Task prompt
Revise the court memorandum starting at "Hogan first contends" and ending at "F.2d at 1385.", replacing "voluntarily" with "knowingly" throughout.

Page text
Appeal from the United States District Court for the District of Hawaii Helen Gillmor, District Judge, Presiding.

Before FLETCHER, BEEZER, and LEAVY, Circuit Judges.


MEMORANDUM* 

Michael F. Hogan appeals his guilty plea conviction for bank robbery in violation of 18 U.S.C. § 2113(a). We have jurisdiction pursuant to 28 U.S.C. § 1291, and we affirm.

Hogan first contends that his guilty plea was not entered voluntarily because he expressed his feelings of resignation to pleading guilty at the change of plea hearing. We disagree.

The question of whether a plea was entered voluntarily is reviewed de novo. See United States v. Zweber, 913 F.2d 705, 710 (9th Cir. 1990). The court shall not accept a plea of guilty without first addressing the defendant and determining that the plea is voluntary and not the result of force or threats or of promises apart from a plea agreement. See Fed. R. Crim. P. 11(d) (1994); United States v. Kamer, 781 F.2d 1380, 1385 (9th Cir. 1986). Rule 11 is intended to produce a complete record at the time the plea is entered of the factors relevant to this voluntariness determination. See Kamer, 781 F.2d at 1385.

The transcript of the change of plea hearing reveals that when Hogan stated that he was "resigned" to what he was doing, the district court inquired as to whether Hogan had had sufficient time to consult with his attorney and offered to continue the hearing which Hogan declined. In addition, in response to the district court's questions, Hogan stated that he was satisfied with his attorney's representation, denied that he was being forced or threatened into pleading guilty and stated numerous times that he was certain he wanted to plead guilty. See id.; see also United States v. Mims, 928 F.2d 310, 313 (9th Cir. 1991) (noting that substantial weight is attached to contemporaneous on-the-record statements when assessing the voluntariness of pleas). Accordingly, Hogan's plea was voluntary. See Zweber, 913 F.2d at 711.

(Excerpts from point annotation data)
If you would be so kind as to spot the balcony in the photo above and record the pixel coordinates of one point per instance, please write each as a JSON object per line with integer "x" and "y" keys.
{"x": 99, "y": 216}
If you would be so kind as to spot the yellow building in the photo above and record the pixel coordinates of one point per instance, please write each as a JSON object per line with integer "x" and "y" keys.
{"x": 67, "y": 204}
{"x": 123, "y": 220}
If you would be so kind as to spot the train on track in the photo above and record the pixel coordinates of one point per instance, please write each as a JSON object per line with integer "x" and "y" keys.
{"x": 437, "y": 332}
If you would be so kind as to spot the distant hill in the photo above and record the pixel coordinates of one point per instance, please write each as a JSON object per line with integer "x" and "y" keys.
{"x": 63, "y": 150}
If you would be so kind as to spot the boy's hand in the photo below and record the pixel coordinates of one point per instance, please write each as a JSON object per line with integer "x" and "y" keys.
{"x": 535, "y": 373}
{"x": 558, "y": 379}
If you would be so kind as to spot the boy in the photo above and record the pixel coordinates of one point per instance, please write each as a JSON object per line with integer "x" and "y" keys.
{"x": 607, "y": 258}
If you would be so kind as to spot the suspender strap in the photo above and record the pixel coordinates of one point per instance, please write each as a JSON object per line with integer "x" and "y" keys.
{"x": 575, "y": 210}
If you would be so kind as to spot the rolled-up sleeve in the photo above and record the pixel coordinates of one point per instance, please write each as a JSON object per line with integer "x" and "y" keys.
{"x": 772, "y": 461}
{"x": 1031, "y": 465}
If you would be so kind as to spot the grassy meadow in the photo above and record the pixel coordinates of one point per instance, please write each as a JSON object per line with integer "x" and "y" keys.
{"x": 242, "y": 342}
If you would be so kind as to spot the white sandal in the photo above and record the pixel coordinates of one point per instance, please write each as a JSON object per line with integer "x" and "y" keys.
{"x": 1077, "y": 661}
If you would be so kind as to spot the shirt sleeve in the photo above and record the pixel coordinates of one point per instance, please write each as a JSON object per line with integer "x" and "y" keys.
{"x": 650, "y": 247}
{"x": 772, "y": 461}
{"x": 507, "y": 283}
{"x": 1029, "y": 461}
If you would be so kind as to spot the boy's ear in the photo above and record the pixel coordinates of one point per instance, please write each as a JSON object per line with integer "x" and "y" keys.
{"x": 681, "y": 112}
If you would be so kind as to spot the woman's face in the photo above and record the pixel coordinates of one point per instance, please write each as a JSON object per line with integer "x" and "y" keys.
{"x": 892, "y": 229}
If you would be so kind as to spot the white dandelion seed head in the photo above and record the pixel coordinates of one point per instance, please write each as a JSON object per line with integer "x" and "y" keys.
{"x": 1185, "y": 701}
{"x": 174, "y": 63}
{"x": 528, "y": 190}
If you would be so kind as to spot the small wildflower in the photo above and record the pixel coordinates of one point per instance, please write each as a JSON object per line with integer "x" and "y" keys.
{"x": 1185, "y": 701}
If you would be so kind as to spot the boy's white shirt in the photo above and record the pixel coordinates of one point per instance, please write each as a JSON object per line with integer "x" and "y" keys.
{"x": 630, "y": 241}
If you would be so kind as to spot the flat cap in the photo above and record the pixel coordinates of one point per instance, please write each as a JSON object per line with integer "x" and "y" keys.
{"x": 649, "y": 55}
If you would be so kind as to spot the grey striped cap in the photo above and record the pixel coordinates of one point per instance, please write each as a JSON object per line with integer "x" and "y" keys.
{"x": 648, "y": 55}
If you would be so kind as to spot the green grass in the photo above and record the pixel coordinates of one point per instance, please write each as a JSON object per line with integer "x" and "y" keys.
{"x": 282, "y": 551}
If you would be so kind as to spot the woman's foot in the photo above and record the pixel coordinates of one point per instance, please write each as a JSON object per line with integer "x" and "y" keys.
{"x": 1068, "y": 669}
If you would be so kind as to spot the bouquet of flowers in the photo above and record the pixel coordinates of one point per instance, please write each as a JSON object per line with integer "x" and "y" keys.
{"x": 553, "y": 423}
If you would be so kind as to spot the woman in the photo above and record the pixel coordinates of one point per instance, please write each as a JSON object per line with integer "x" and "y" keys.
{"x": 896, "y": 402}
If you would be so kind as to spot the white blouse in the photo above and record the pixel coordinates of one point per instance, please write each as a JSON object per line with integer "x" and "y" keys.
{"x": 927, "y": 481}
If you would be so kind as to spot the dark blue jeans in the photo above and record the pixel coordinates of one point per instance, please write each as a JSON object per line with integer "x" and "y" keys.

Result of this task
Hogan first contends that his guilty plea was not entered knowingly because he expressed his feelings of resignation to pleading guilty at the change of plea hearing. We disagree.

The question of whether a plea was entered knowingly is reviewed de novo. See United States v. Zweber, 913 F.2d 705, 710 (9th Cir. 1990). The court shall not accept a plea of guilty without first addressing the defendant and determining that the plea is voluntary and not the result of force or threats or of promises apart from a plea agreement. See Fed. R. Crim. P. 11(d) (1994); United States v. Kamer, 781 F.2d 1380, 1385 (9th Cir. 1986). Rule 11 is intended to produce a complete record at the time the plea is entered of the factors relevant to this voluntariness determination. See Kamer, 781 F.2d at 1385.